> [WRITTEN EXERCISE]
Copy out every one of the following entries word for word, changing nothing.

> [RECORDS FOR THE TASK]
________________________
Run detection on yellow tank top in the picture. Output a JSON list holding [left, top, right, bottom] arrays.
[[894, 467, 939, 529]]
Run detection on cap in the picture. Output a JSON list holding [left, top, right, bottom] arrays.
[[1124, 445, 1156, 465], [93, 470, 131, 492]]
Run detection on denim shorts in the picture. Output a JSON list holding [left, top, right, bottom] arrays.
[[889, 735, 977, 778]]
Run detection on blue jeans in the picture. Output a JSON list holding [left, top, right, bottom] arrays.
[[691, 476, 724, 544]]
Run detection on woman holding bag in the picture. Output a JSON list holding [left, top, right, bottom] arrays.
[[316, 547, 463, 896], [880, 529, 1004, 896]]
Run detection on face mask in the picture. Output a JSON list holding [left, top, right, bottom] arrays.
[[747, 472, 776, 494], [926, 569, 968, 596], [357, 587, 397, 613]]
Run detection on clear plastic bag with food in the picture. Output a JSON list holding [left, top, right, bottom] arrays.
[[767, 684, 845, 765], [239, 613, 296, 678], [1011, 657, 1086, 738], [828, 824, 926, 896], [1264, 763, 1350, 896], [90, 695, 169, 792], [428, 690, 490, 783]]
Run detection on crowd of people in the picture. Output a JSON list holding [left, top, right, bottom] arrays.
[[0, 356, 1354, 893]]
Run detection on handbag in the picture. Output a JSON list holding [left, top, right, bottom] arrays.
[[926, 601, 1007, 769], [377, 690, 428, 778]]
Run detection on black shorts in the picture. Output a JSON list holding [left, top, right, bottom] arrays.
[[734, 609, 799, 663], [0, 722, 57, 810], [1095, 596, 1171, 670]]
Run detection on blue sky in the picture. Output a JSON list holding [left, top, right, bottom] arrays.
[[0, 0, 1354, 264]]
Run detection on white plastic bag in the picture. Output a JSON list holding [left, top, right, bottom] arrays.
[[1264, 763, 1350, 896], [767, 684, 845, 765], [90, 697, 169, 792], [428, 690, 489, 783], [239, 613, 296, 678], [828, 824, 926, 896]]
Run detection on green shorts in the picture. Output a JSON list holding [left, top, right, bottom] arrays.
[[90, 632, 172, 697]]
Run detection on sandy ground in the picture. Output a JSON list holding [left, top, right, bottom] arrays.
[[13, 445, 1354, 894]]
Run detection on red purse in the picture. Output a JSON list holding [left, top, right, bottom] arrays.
________________________
> [WRITTEN SOLUTION]
Run detection on yellow tank top in the picture. Output a JSON list holding [left, top, right, bottom] arrays.
[[894, 467, 939, 529]]
Run detection on cap in the picture. Output a JSON list holding [left, top, right, bottom] arrays.
[[1124, 445, 1156, 465], [93, 470, 131, 492]]
Run detection on denim shorts in the picture. Output a JSON list holding [left, top, right, bottom] arrays.
[[889, 735, 977, 778]]
Run detection on blue jeans in the picture. Output a JSON list holding [left, top, right, bottom] arrays.
[[691, 476, 724, 544]]
Run detection on woman holding bag in the picture. Output a JSON list holding [left, top, right, bottom] arrays.
[[316, 547, 463, 896], [880, 529, 1004, 896]]
Run detection on face mask in the picture. Output a JSON list holding [left, top, right, bottom] arrays.
[[747, 472, 776, 494], [926, 569, 968, 596], [357, 587, 397, 613]]
Run detection on clear plastic bag with food in the picture. Output a JSON list holding [left, top, right, bottom] arrays.
[[767, 684, 845, 765], [239, 613, 296, 678], [1011, 657, 1086, 738], [828, 824, 926, 896], [1264, 763, 1350, 896], [90, 695, 169, 792], [428, 690, 490, 783]]
Run detection on crowd of people in the picture. Output a JSON list holding [left, top, right, bottom] arrays.
[[0, 356, 1354, 893]]
Run detection on handbag in the picture. Output a JSON list holding [left, top, right, bottom] arrays.
[[926, 601, 1007, 769], [377, 690, 428, 778]]
Run detection on black shorts in the picture. Output a JSON list holding [left, top, right, bottom] arrays.
[[734, 609, 799, 663], [0, 722, 57, 810], [1095, 596, 1171, 670]]
Run detection on blue sky in the picture. Output a JSON list holding [left, top, right, bottom] arrays.
[[0, 0, 1354, 264]]
Run detection on white plastic bag in the picture. Output a JSON list holding [left, top, right, bottom] arrays.
[[1264, 763, 1350, 896], [767, 684, 845, 765], [90, 697, 169, 792], [428, 690, 489, 783], [239, 613, 296, 678], [828, 824, 926, 896]]
Run detection on green shorts in the picture. Output a JSON list holding [left, top, right, bottom] arrays.
[[90, 632, 172, 697]]
Run detection on sandy ground in the picture. Output a JSON list holding [left, top, right, bottom] arrays.
[[13, 445, 1354, 894]]
Run detection on red purse in the picture. Output a JSON list holding [left, top, right, bottom] arrays.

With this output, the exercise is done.